Traduce al inglés la siguiente oración de la reseña sobre las memorias de Amos Oz: "Oz nos entrega su verdad —hecha de luces y sombras— y al hacerlo nos devuelve algo que es también nuestro: la conciencia de lo irrepetible, de lo que se pierde, de lo que queda".
====== Texto extraído
Con una voz lírica, a ratos irónica y siempre honesta, Amos Oz convierte sus memorias en un relato que trasciende lo personal y alcanza lo universal: una historia sobre el amor filial, la pérdida, el tiempo y sus heridas. Ya el título —Una historia de amor y oscuridad— nos anticipa el tono de un cuento, sí, pero de esos cuentos verdaderos que la vida dicta y la literatura depura. Oz no se limita a narrar los hechos; los transforma, mediante una prosa contenida y precisa, en una exploración de lo que significa crecer entre la fragilidad de los vínculos y la densidad de la historia. La lectura de este libro no revela que la realidad supere a la ficción —esa es una frase tan usada que ya suena vacía—, sino algo más profundo: que, cuando un escritor de verdad la toca, la realidad se revela en su dimensión más compleja, como si al mirarla a través de un cristal pulido viéramos por fin sus grietas, su fondo, su fulgor. Oz nos entrega su verdad —hecha de luces y sombras— y al hacerlo nos devuelve algo que es también nuestro: la conciencia de lo irrepetible, de lo que se pierde, de lo que queda. En las últimas páginas, el niño que fue —propagandista ingenuo del nuevo Estado— da paso al narrador adulto que entiende las falencias de sus padres y las contradicciones de su país. Esa es la reconciliación última: la del hombre con sus orígenes, mediante la alquimia de la literatura, que convierte lo vivido en arte. Una historia de amor y oscuridad no solo es la obra más ambiciosa y lograda de Amos Oz, sino también una de las cumbres de la literatura israelí del siglo XX —si no la más alta.
============
====== Ítems proporcionados
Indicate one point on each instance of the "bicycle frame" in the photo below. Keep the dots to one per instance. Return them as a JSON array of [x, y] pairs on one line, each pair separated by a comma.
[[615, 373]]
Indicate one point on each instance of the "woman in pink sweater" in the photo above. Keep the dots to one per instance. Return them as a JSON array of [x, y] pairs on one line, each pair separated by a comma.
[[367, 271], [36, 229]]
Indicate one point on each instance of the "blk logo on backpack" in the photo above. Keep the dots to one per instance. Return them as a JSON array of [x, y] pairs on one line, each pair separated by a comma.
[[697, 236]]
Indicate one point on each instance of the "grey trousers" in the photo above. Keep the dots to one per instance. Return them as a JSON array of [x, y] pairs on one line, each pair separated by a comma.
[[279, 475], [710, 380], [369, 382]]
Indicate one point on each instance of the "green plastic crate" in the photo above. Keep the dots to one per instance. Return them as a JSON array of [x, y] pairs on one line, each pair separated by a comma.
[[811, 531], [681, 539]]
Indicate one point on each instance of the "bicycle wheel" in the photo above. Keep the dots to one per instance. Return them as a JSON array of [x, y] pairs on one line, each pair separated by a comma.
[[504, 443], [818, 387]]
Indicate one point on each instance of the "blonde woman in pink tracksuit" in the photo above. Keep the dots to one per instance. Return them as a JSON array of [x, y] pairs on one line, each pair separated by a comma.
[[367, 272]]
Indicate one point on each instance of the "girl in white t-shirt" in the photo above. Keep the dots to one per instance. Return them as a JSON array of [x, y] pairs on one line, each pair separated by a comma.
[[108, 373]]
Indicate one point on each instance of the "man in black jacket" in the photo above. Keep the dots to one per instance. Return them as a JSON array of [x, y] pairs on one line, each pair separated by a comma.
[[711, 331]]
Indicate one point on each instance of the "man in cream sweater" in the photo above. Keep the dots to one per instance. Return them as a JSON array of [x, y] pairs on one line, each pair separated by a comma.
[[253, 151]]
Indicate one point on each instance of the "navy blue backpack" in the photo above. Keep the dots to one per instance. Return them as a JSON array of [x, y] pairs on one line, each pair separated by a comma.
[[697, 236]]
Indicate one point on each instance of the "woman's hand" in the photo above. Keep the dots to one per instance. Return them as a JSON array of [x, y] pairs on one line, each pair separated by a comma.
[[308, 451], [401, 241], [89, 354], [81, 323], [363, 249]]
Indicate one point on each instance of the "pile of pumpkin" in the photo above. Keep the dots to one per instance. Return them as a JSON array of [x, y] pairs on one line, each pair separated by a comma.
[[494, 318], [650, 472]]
============
(Solución del ejercicio):
Oz gives us his truth—made of light and shadow—and in doing so gives back to us something that is also ours: the awareness of what cannot be repeated, of what is lost, of what remains.